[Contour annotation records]
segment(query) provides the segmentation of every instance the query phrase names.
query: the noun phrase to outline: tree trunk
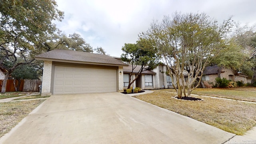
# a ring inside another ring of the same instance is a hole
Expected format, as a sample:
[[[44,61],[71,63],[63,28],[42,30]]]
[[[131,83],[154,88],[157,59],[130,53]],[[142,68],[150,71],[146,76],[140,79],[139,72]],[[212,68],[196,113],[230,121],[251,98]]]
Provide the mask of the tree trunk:
[[[253,75],[252,75],[252,82],[251,83],[252,85],[254,83],[256,82],[256,66],[253,69],[253,70],[254,72],[253,73]]]
[[[20,92],[20,84],[21,84],[21,80],[19,78],[17,79],[17,80],[18,80],[18,86],[17,86],[17,91]]]
[[[10,76],[10,74],[8,72],[5,75],[4,79],[4,81],[3,81],[3,85],[2,87],[2,90],[1,91],[1,93],[5,93],[6,89],[6,84],[7,83],[7,80],[8,80],[8,78],[9,78],[9,76]]]
[[[200,78],[196,78],[196,80],[197,80],[198,82],[199,82],[199,80],[200,80]],[[200,81],[200,86],[202,88],[205,88],[205,86],[204,86],[204,82],[201,80],[201,81]]]

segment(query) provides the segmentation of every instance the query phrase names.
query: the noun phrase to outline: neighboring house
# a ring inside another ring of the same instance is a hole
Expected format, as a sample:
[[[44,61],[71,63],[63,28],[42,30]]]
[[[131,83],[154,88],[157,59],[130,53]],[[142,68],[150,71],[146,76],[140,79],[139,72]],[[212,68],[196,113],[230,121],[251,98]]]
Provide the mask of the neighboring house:
[[[134,70],[134,74],[132,76],[132,80],[135,78],[138,74],[141,66],[138,66]],[[132,66],[124,67],[124,89],[127,88],[129,84],[129,76],[132,73]],[[142,72],[139,77],[131,86],[131,88],[139,87],[142,89],[153,89],[160,88],[173,88],[174,85],[172,79],[166,74],[166,66],[160,64],[152,70],[146,70]],[[203,73],[202,80],[204,81],[215,83],[215,78],[219,74],[221,78],[236,82],[242,81],[244,83],[250,82],[248,76],[238,74],[235,70],[231,69],[220,68],[216,65],[206,67]],[[188,76],[185,77],[185,82],[188,80]],[[175,82],[174,82],[175,83]]]
[[[248,80],[248,76],[239,74],[231,68],[221,69],[217,65],[206,67],[203,73],[202,80],[215,83],[215,78],[218,77],[218,75],[221,78],[226,78],[234,82],[242,81],[244,84],[250,82],[250,80]]]
[[[106,55],[55,50],[35,56],[44,61],[42,94],[123,91],[123,67]]]
[[[132,81],[138,74],[141,66],[137,66],[134,70],[132,76]],[[146,69],[147,67],[145,69]],[[124,67],[124,88],[127,88],[129,84],[129,76],[132,74],[132,65]],[[138,87],[143,90],[173,88],[172,79],[170,76],[166,75],[166,67],[162,64],[156,66],[152,70],[146,70],[142,72],[141,75],[132,84],[131,88]]]

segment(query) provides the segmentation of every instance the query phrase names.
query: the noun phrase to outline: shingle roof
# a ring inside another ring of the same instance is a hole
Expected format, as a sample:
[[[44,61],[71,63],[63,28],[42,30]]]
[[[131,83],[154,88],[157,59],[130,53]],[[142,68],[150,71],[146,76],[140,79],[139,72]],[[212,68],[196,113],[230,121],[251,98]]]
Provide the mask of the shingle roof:
[[[203,74],[213,74],[218,73],[218,71],[220,70],[220,67],[217,65],[213,66],[208,66],[205,67]]]
[[[141,66],[138,65],[135,68],[134,70],[133,70],[133,72],[134,73],[138,73],[139,72],[139,71],[140,69],[141,68]],[[148,68],[147,66],[146,66],[145,68]],[[132,67],[131,65],[129,65],[128,67],[124,67],[123,68],[124,69],[124,73],[131,73],[132,71]],[[155,74],[156,73],[155,72],[152,72],[150,70],[146,70],[146,71],[143,71],[142,74]]]
[[[72,63],[81,62],[89,63],[128,65],[121,60],[116,60],[107,55],[71,50],[56,49],[38,55],[35,57],[37,60],[48,59],[49,60],[56,62],[65,60],[70,61]]]

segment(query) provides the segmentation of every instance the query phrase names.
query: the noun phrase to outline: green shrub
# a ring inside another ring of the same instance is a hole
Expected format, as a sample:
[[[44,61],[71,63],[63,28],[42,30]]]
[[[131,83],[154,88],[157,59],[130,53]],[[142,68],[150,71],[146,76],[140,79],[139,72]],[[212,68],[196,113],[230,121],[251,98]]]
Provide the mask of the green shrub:
[[[136,87],[134,89],[134,90],[135,89],[138,89],[138,92],[140,92],[141,91],[141,88],[140,88],[140,87]]]
[[[230,88],[234,88],[236,86],[236,82],[232,82],[232,81],[230,81],[229,83],[228,83],[228,87]]]
[[[252,86],[256,86],[256,82],[252,84]]]
[[[127,93],[127,94],[130,93],[131,92],[132,92],[132,90],[131,90],[130,89],[126,89],[126,92]]]
[[[221,88],[226,88],[229,84],[230,81],[226,78],[221,79],[220,78],[215,78],[215,86]]]
[[[236,81],[236,85],[237,86],[244,86],[244,82],[243,81]]]
[[[210,84],[210,83],[208,83],[207,82],[204,82],[204,87],[205,88],[212,88],[212,84]]]

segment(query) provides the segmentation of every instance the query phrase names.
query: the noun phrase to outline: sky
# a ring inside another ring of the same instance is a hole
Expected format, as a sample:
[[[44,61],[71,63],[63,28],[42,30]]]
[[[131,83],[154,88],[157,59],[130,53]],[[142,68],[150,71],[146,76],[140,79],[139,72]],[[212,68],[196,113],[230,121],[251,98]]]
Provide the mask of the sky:
[[[161,21],[175,12],[206,13],[218,22],[232,20],[256,24],[255,0],[56,0],[64,12],[57,27],[66,34],[79,34],[94,48],[102,47],[120,57],[124,43],[135,43],[153,20]]]

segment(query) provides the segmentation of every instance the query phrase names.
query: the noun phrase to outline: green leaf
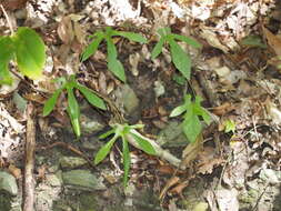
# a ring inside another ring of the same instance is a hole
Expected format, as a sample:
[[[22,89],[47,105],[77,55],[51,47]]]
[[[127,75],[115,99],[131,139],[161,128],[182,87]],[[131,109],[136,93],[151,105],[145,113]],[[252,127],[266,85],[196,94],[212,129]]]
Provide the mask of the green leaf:
[[[42,74],[46,62],[46,47],[38,33],[29,28],[19,28],[13,36],[17,63],[20,72],[30,79]]]
[[[140,42],[140,43],[147,43],[148,40],[140,33],[133,33],[133,32],[127,32],[127,31],[113,31],[112,36],[121,36],[124,37],[131,41]]]
[[[247,47],[259,47],[262,49],[267,48],[267,44],[262,42],[262,39],[259,36],[248,36],[242,39],[241,44]]]
[[[76,83],[76,88],[79,89],[83,93],[83,96],[86,97],[86,99],[93,107],[100,108],[102,110],[107,110],[107,107],[106,107],[103,100],[101,98],[99,98],[96,93],[93,93],[90,89],[88,89],[84,86],[78,84],[78,83]]]
[[[94,157],[94,164],[99,164],[110,152],[113,143],[117,140],[117,135],[114,135],[109,142],[107,142],[96,154]]]
[[[152,52],[151,52],[151,59],[155,59],[162,51],[163,44],[164,44],[164,37],[160,38],[158,43],[154,46]]]
[[[106,139],[107,137],[113,134],[116,132],[116,129],[111,129],[104,133],[102,133],[101,135],[99,135],[99,139]]]
[[[170,44],[173,64],[189,80],[191,71],[191,59],[189,54],[173,39],[169,39],[168,42]]]
[[[96,53],[104,36],[102,31],[97,31],[94,37],[96,39],[84,49],[81,61],[86,61],[89,57]]]
[[[197,40],[194,40],[192,38],[189,38],[189,37],[185,37],[185,36],[180,36],[180,34],[177,34],[177,33],[172,33],[171,37],[173,39],[183,41],[183,42],[188,43],[189,46],[191,46],[191,47],[193,47],[195,49],[202,48],[202,44],[199,43]]]
[[[148,154],[152,154],[152,155],[155,155],[155,150],[154,148],[151,145],[151,143],[149,141],[147,141],[145,139],[143,139],[142,137],[139,137],[134,133],[130,133],[134,139],[136,141],[139,143],[140,148],[142,151],[144,151],[145,153]]]
[[[9,62],[14,57],[14,46],[10,37],[0,38],[0,84],[11,84]]]
[[[171,114],[170,114],[170,118],[178,117],[178,115],[182,114],[182,113],[185,112],[185,111],[187,111],[187,105],[185,105],[185,104],[182,104],[182,105],[180,105],[180,107],[175,107],[175,108],[172,110],[172,112],[171,112]]]
[[[131,158],[130,158],[128,141],[126,140],[124,137],[122,137],[122,141],[123,141],[123,165],[124,165],[123,187],[127,187]]]
[[[74,97],[73,88],[67,88],[67,91],[68,91],[67,111],[69,113],[76,135],[80,137],[81,135],[80,123],[79,123],[80,108],[79,108],[77,99]]]
[[[108,60],[117,59],[117,48],[110,37],[106,38],[107,40],[107,51],[108,51]]]
[[[118,59],[109,59],[108,60],[109,70],[121,81],[126,82],[124,68],[122,63]]]
[[[201,122],[198,115],[192,114],[190,118],[184,119],[182,130],[190,142],[194,142],[202,130]]]
[[[43,117],[47,117],[51,113],[51,111],[53,110],[56,102],[61,93],[62,89],[58,89],[53,92],[52,97],[49,98],[43,107]]]
[[[157,32],[158,32],[161,37],[165,37],[165,36],[168,36],[168,34],[171,34],[171,33],[172,33],[171,28],[169,28],[169,27],[164,27],[164,28],[158,29]]]

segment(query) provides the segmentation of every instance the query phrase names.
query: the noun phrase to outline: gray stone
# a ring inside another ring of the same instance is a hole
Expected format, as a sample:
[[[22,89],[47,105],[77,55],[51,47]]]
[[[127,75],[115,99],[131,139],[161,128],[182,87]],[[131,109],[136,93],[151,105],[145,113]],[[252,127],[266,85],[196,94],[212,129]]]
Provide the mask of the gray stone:
[[[124,108],[124,111],[128,114],[131,114],[134,112],[140,103],[140,100],[138,99],[134,91],[128,86],[123,84],[116,91],[117,97],[117,103],[122,104]]]
[[[187,145],[188,140],[182,132],[181,124],[175,121],[170,121],[169,124],[159,132],[157,142],[164,147],[181,147]]]
[[[74,169],[86,163],[87,161],[79,157],[62,157],[60,159],[60,165],[63,169]]]
[[[6,171],[0,171],[0,190],[4,190],[12,195],[18,194],[16,178]]]
[[[104,190],[106,185],[89,170],[71,170],[62,172],[64,184],[80,190]]]
[[[50,184],[52,187],[61,187],[62,185],[61,171],[58,171],[57,173],[47,174],[46,181],[48,184]]]
[[[98,118],[94,118],[94,115],[89,117],[83,113],[80,115],[80,125],[81,131],[87,134],[99,132],[104,128],[104,124],[102,124]]]

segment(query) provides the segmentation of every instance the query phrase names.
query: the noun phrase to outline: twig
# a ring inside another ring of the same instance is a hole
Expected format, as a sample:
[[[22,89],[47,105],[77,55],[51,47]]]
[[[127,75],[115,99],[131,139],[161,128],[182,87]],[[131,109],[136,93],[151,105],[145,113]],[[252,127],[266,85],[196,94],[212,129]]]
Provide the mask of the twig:
[[[26,142],[26,167],[23,182],[23,211],[34,210],[34,149],[36,127],[33,120],[34,108],[32,102],[27,107],[27,142]]]
[[[92,164],[92,161],[87,157],[84,155],[80,150],[76,149],[74,147],[68,144],[68,143],[64,143],[64,142],[56,142],[56,143],[52,143],[50,145],[47,145],[47,147],[40,147],[39,149],[40,150],[48,150],[48,149],[51,149],[51,148],[54,148],[54,147],[62,147],[62,148],[66,148],[70,151],[72,151],[73,153],[82,157],[92,168],[94,168],[94,165]]]
[[[175,158],[174,155],[172,155],[169,151],[163,150],[160,145],[158,145],[155,143],[155,141],[150,140],[145,137],[143,137],[142,134],[140,134],[137,130],[132,129],[130,130],[131,133],[141,137],[142,139],[147,140],[155,150],[155,155],[170,162],[172,165],[180,168],[181,170],[184,170],[184,167],[180,167],[181,161]],[[131,135],[130,133],[127,134],[127,140],[136,148],[141,149],[138,141],[136,141],[136,139],[133,138],[133,135]]]
[[[14,31],[13,31],[13,28],[12,28],[12,23],[11,23],[10,18],[9,18],[8,13],[6,12],[4,7],[2,6],[2,3],[0,4],[0,8],[1,8],[1,10],[2,10],[2,12],[4,14],[4,18],[6,18],[7,22],[8,22],[8,26],[10,28],[10,30],[11,30],[11,34],[13,34]]]

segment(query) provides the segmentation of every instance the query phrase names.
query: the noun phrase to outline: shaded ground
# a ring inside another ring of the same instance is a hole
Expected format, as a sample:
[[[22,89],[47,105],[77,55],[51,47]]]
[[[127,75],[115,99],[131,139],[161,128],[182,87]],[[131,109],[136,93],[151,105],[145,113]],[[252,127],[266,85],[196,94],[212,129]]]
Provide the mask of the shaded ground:
[[[8,91],[1,89],[2,171],[17,178],[17,183],[9,178],[12,188],[1,187],[6,192],[0,197],[0,210],[20,210],[21,203],[19,171],[24,168],[21,159],[27,117],[17,108],[14,93],[32,101],[38,109],[36,208],[39,211],[281,210],[277,68],[277,56],[281,56],[280,6],[258,0],[171,2],[133,1],[133,8],[127,1],[6,4],[14,28],[29,26],[42,36],[49,58],[46,79],[33,83],[37,91],[30,90],[26,82]],[[124,22],[127,19],[130,21]],[[6,21],[2,16],[1,34],[9,33]],[[104,44],[94,57],[79,62],[89,41],[87,36],[103,26],[141,32],[150,39],[143,46],[117,40],[128,84],[107,70]],[[154,61],[150,59],[149,52],[157,41],[152,34],[163,26],[203,44],[202,51],[182,44],[192,57],[189,82],[180,77],[168,52]],[[241,40],[249,34],[259,36],[260,41],[243,46]],[[259,47],[260,42],[267,43],[267,48]],[[97,111],[78,94],[83,131],[80,141],[73,141],[66,96],[51,117],[41,115],[41,99],[53,91],[51,79],[71,73],[77,73],[82,84],[107,94],[130,123],[144,123],[142,133],[181,159],[185,170],[131,147],[130,181],[124,191],[120,145],[102,164],[93,167],[91,161],[104,142],[98,135],[109,128],[117,115],[114,111]],[[212,114],[211,125],[204,128],[193,144],[181,132],[181,119],[169,118],[185,93],[201,96],[203,107]],[[8,200],[7,191],[16,197]]]

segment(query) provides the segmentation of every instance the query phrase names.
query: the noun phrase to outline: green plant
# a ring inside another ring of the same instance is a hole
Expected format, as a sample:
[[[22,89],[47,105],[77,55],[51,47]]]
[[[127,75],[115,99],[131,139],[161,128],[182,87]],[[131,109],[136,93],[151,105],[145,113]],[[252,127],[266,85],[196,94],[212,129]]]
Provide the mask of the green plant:
[[[124,175],[123,175],[123,185],[127,185],[128,182],[128,175],[129,175],[129,170],[130,170],[130,152],[129,152],[129,144],[128,144],[128,135],[133,137],[133,139],[138,142],[139,147],[141,150],[143,150],[148,154],[155,154],[154,148],[142,137],[134,133],[132,130],[133,129],[140,129],[143,128],[142,124],[134,124],[134,125],[128,125],[127,123],[124,124],[116,124],[112,127],[111,130],[108,132],[103,133],[100,135],[100,139],[104,139],[111,134],[114,134],[109,142],[107,142],[96,154],[94,158],[94,164],[100,163],[110,152],[112,145],[114,142],[121,138],[122,140],[122,155],[123,155],[123,168],[124,168]]]
[[[0,37],[0,84],[11,84],[9,62],[14,60],[19,71],[30,79],[42,74],[46,62],[46,48],[38,33],[20,27],[12,36]]]
[[[232,132],[232,133],[235,133],[235,130],[237,130],[237,123],[229,119],[229,120],[225,120],[223,122],[224,124],[224,132],[228,133],[228,132]]]
[[[113,37],[120,36],[127,38],[134,42],[145,43],[147,39],[139,33],[127,32],[127,31],[117,31],[111,27],[107,27],[106,31],[98,30],[93,33],[93,41],[86,48],[82,53],[82,61],[86,61],[90,56],[94,54],[98,50],[99,44],[104,39],[107,42],[107,52],[108,52],[108,68],[109,70],[121,81],[126,82],[124,68],[122,63],[118,60],[117,48],[114,46]]]
[[[60,96],[60,93],[66,89],[68,94],[68,107],[67,111],[71,120],[71,124],[76,135],[79,138],[81,135],[80,131],[80,108],[76,100],[73,89],[78,89],[84,98],[93,105],[99,109],[106,110],[107,107],[101,98],[99,98],[96,93],[93,93],[90,89],[84,86],[81,86],[79,82],[76,81],[76,76],[70,76],[69,80],[66,78],[59,78],[57,82],[60,83],[60,88],[53,92],[51,98],[49,98],[43,107],[43,117],[49,115],[50,112],[53,110],[56,102]]]
[[[194,142],[202,131],[202,123],[199,117],[202,117],[207,124],[210,123],[210,115],[201,107],[200,102],[202,99],[200,97],[195,97],[195,101],[191,101],[191,96],[184,96],[183,104],[174,108],[170,114],[170,117],[178,117],[183,114],[182,130],[190,142]]]
[[[191,72],[191,58],[184,52],[184,50],[177,43],[175,40],[183,41],[193,48],[201,48],[201,44],[191,38],[172,33],[170,28],[161,28],[158,30],[158,33],[160,36],[160,40],[154,46],[151,52],[151,58],[155,59],[161,53],[163,44],[168,42],[170,46],[173,64],[189,80]]]

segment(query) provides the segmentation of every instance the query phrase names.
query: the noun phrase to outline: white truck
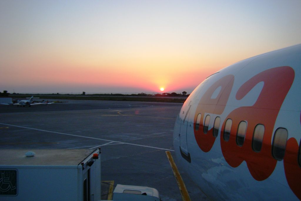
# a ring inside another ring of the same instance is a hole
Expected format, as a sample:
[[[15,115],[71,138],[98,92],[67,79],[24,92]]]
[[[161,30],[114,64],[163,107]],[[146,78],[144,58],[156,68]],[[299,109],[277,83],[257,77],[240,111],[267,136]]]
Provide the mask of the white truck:
[[[101,200],[100,149],[0,149],[0,200]],[[117,184],[113,200],[160,201],[154,189]]]

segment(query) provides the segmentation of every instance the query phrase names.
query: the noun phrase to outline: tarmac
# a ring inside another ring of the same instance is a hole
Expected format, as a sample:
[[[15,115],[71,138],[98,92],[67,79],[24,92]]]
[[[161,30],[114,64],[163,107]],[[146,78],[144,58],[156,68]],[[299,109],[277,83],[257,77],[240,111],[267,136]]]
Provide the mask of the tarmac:
[[[102,199],[109,198],[110,187],[119,184],[154,188],[163,201],[180,201],[169,151],[191,200],[208,200],[173,151],[173,127],[182,104],[60,100],[68,102],[0,105],[0,149],[100,147]]]

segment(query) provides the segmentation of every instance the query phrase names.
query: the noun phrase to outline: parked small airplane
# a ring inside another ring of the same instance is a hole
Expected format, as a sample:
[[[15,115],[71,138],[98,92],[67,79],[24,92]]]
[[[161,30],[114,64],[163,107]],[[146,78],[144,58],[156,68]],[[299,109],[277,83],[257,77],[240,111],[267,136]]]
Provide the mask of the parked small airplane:
[[[19,105],[23,106],[23,107],[25,107],[26,106],[28,106],[29,107],[30,107],[30,105],[41,105],[42,104],[41,103],[35,103],[33,102],[33,96],[31,96],[31,98],[26,98],[29,99],[29,100],[22,100],[20,101],[18,103],[14,103],[14,105],[16,105],[18,107],[19,107]],[[39,98],[35,98],[35,99],[38,99]]]
[[[48,105],[49,104],[52,104],[54,103],[54,102],[49,102],[48,101],[45,101],[43,100],[41,102],[41,104],[43,105]]]
[[[206,78],[173,133],[182,167],[214,200],[301,199],[301,44]]]

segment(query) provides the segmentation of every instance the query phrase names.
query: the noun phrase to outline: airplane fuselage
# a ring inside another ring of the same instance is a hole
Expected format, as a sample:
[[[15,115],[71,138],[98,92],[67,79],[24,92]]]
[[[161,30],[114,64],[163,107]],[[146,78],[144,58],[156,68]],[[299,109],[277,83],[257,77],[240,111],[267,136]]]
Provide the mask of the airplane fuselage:
[[[301,199],[301,45],[209,76],[177,118],[178,161],[214,200]]]

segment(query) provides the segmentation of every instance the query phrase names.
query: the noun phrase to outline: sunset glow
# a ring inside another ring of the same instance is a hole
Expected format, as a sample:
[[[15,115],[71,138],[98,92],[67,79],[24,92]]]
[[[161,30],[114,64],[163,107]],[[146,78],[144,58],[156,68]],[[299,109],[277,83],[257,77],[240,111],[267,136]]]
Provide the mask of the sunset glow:
[[[293,0],[1,1],[0,91],[154,94],[168,86],[189,94],[222,68],[301,42],[300,7]]]

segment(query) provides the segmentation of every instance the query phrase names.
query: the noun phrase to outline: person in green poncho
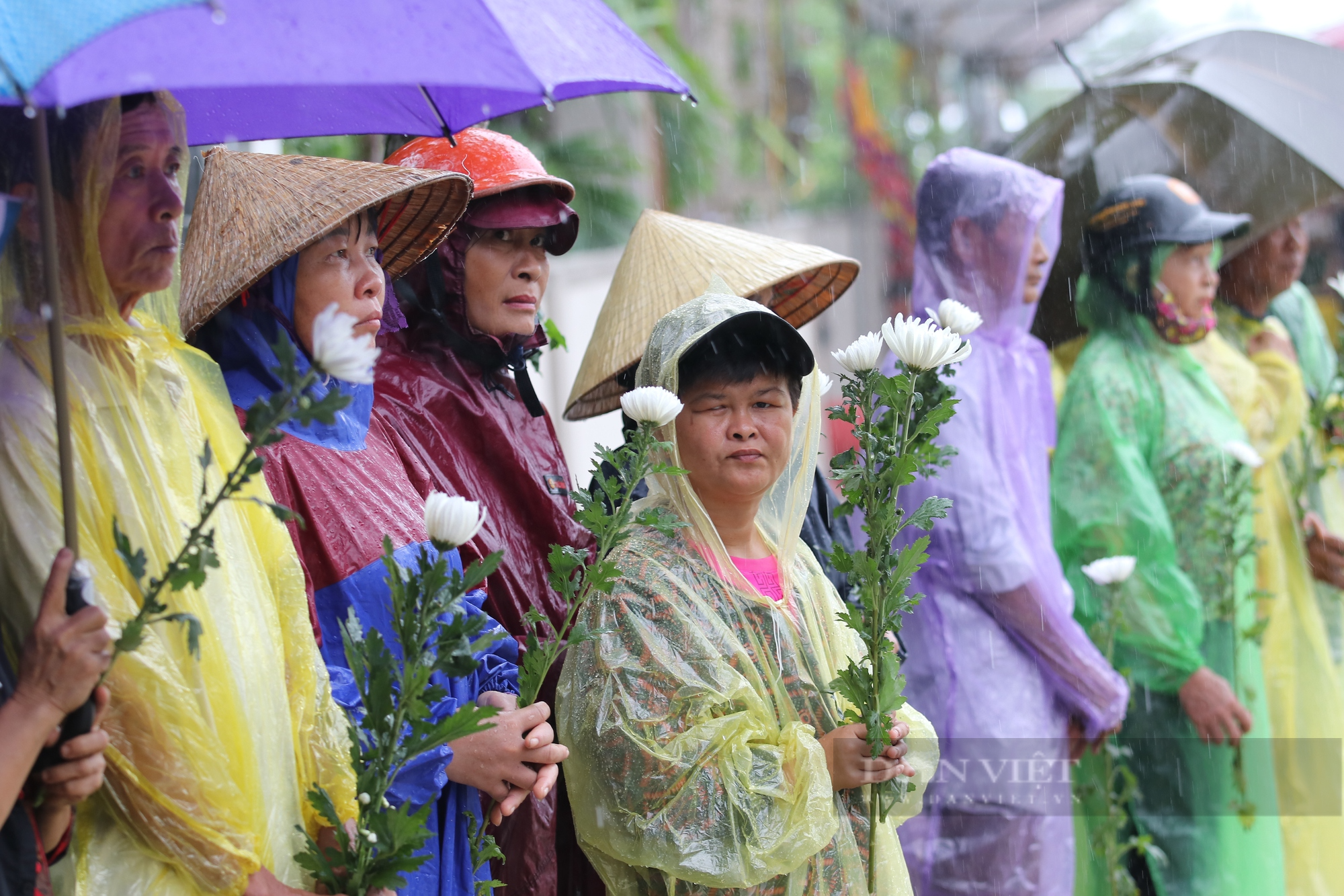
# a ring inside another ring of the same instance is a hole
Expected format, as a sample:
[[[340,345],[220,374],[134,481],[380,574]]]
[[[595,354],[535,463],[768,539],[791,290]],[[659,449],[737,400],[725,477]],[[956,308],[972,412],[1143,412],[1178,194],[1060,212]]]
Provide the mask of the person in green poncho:
[[[1141,892],[1157,895],[1284,893],[1267,741],[1243,740],[1269,733],[1259,650],[1241,636],[1255,620],[1254,561],[1235,570],[1228,601],[1218,576],[1227,545],[1210,526],[1235,498],[1239,478],[1228,472],[1258,459],[1187,348],[1216,326],[1218,241],[1246,222],[1211,213],[1172,178],[1132,178],[1102,198],[1083,231],[1079,311],[1091,338],[1059,410],[1055,549],[1075,616],[1098,643],[1110,628],[1114,665],[1133,685],[1118,737],[1138,782],[1129,833],[1157,850],[1126,861]],[[1232,525],[1249,533],[1251,514]],[[1085,564],[1118,554],[1137,557],[1122,584],[1083,574]],[[1234,776],[1238,744],[1245,792]],[[1083,763],[1079,794],[1097,792],[1087,787],[1095,770]],[[1236,805],[1255,811],[1239,817]],[[1095,829],[1095,803],[1083,811],[1083,826]],[[1081,844],[1079,892],[1110,893],[1107,870]]]

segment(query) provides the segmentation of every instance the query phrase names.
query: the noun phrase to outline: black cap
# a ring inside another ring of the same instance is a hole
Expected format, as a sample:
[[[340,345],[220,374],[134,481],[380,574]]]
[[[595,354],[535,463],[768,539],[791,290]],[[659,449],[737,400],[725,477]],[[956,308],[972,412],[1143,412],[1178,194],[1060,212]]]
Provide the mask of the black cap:
[[[1189,184],[1163,175],[1126,178],[1093,206],[1083,225],[1083,269],[1161,242],[1199,245],[1239,237],[1250,215],[1210,211]]]
[[[732,315],[696,339],[691,348],[712,347],[715,352],[732,357],[741,354],[746,346],[780,359],[789,377],[801,379],[817,366],[816,358],[812,355],[812,346],[802,338],[802,334],[780,315],[763,309]],[[685,352],[681,357],[684,358]]]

- _What is expected_:
Please identify each line in the material above that contains the string "parked" and copy those lines out in full. Case counts.

- _Finished task_:
query: the noun phrase to outline: parked small airplane
Provide the mask of the parked small airplane:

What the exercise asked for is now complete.